EXERCISE BRIEF:
Copy out everything in the material below, from the line containing "# locate rotary" down to the very end of the material, with no changes.

--- Start of ENTRIES PROVIDED ---

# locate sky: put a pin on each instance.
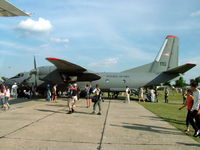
(100, 35)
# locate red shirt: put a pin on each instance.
(190, 100)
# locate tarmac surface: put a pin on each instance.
(41, 125)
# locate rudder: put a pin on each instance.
(167, 57)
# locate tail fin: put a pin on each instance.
(167, 57)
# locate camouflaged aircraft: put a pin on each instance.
(164, 68)
(9, 10)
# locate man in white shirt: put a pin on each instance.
(14, 90)
(128, 92)
(195, 109)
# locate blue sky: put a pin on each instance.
(101, 35)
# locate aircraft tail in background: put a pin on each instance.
(166, 59)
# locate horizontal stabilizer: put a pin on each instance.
(180, 69)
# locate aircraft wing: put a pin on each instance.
(180, 69)
(66, 66)
(9, 10)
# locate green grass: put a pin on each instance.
(170, 113)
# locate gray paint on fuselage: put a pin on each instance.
(121, 80)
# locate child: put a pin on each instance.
(189, 104)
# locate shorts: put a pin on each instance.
(6, 100)
(87, 97)
(75, 98)
(2, 101)
(70, 102)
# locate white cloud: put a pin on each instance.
(59, 40)
(195, 14)
(35, 26)
(109, 62)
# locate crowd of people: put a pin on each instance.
(191, 99)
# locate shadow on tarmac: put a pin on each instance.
(165, 119)
(187, 144)
(149, 128)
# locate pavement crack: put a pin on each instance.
(104, 127)
(4, 136)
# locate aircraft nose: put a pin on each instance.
(10, 82)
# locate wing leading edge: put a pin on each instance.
(9, 10)
(69, 69)
(180, 69)
(66, 66)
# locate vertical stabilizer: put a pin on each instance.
(167, 57)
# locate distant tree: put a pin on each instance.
(180, 83)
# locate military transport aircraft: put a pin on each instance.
(8, 10)
(164, 68)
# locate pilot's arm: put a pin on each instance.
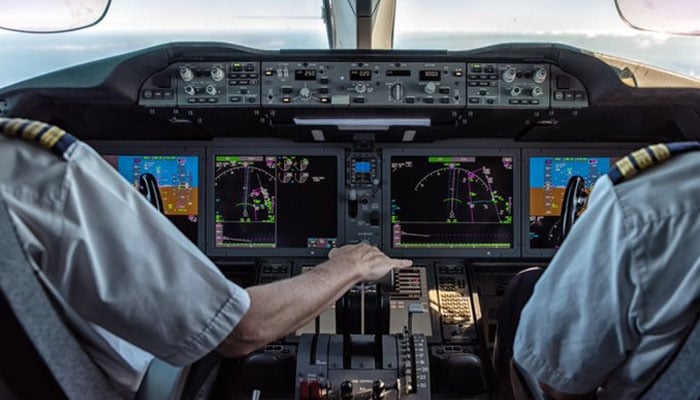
(282, 307)
(121, 265)
(578, 325)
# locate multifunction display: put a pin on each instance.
(178, 182)
(451, 202)
(275, 201)
(548, 179)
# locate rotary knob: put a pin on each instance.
(397, 91)
(540, 75)
(186, 74)
(346, 390)
(217, 74)
(509, 74)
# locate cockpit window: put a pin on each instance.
(135, 24)
(593, 25)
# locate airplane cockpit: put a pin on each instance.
(473, 161)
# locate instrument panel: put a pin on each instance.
(460, 198)
(363, 84)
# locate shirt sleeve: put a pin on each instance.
(129, 270)
(575, 328)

--- End of ENTRIES PROVIDED ---

CORRECT OUTPUT:
# locate rotary knob: put a pin on each instance.
(397, 91)
(540, 75)
(186, 74)
(346, 390)
(217, 74)
(509, 74)
# locate cockpit window: put a pin on each instance.
(135, 24)
(593, 25)
# locate airplane cockpit: put a pin on each instance.
(473, 161)
# locate instrument panel: put a pin on each instance.
(460, 198)
(363, 84)
# locate shirt sleeve: put a pin on each instance.
(129, 270)
(575, 328)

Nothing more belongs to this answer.